• [Directions]: Report every line in the listing below that contains the word "blue", matching case exactly.

• [Data to use]:
-- begin --

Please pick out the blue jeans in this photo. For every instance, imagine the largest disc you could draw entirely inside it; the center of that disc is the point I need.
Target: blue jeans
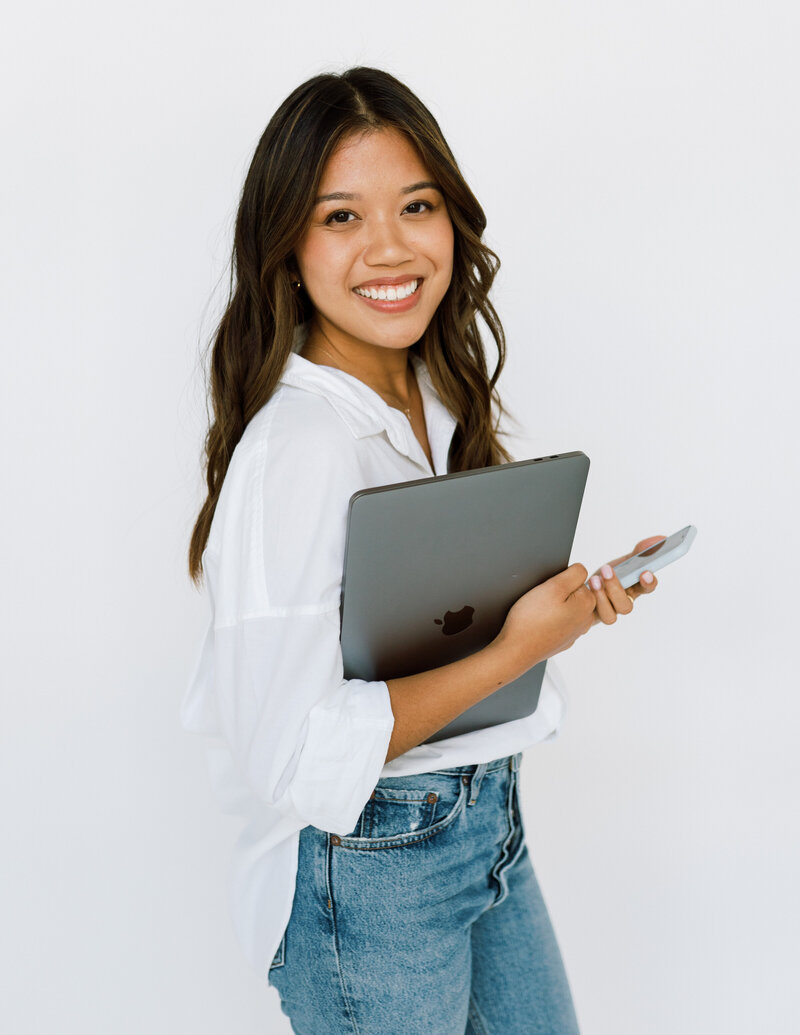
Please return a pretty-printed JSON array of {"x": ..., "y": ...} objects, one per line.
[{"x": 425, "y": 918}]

-- end --
-- begin --

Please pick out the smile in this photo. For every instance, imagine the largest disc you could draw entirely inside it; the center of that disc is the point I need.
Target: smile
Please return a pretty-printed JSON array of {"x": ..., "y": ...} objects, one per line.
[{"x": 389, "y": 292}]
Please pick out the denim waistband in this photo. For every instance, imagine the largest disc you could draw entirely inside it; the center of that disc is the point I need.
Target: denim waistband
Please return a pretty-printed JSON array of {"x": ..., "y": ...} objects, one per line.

-- end --

• [Task result]:
Please pick out the blue jeans in this photo. For every instance, imagine the largest disc you could draw entirely inside it; the center of that disc is the point I need.
Target: blue jeans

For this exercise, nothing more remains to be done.